Tasks to perform —
a. Please repeat the blog post word for word from "Down the long" to "trust and respect.".
b. In the blog post, which service was down for half the day?

Saturday, May 31, 2008

Two unrelated questions

Our Earthlink service was down for half the day. A forced media fast.

Finally, about a half hour ago, it reconnected us to the rest of the earth. I rather enjoyed the respite, but here we are again — Earth-linked.

Here are two not-so-burning yet intriguing questions.

I've been seeing these stenciled figures on the pavement in our neighborhood. They may be part of some scavenger hunt, but I can't be sure. Any ideas?

Second: The following is part of a speech famous for a single phrase not to be found in this excerpt. Question: Whose speech is it and on what occasion. (Extra credit: what is the famous phrase, more timely today than when it was made.)

Sure, you can find the answer on a search engine, but take a guess.

Down the long lane of the history yet to be written America knows that this world of ours, ever growing smaller, must avoid becoming a community of dreadful fear and hate, and be, instead, a proud confederation of mutual trust and respect.

Supplied information —
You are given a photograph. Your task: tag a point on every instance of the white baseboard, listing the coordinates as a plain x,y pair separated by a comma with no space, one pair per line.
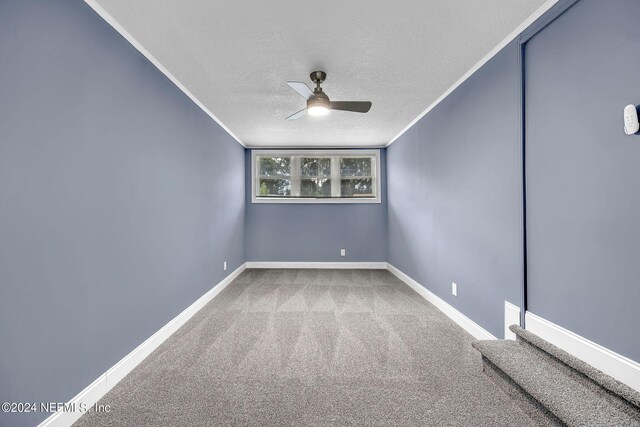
105,382
619,367
511,317
334,265
467,324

Full solutions —
a.
Down the long lane of the history yet to be written America knows that this world of ours, ever growing smaller, must avoid becoming a community of dreadful fear and hate, and be, instead, a proud confederation of mutual trust and respect.

b. Earthlink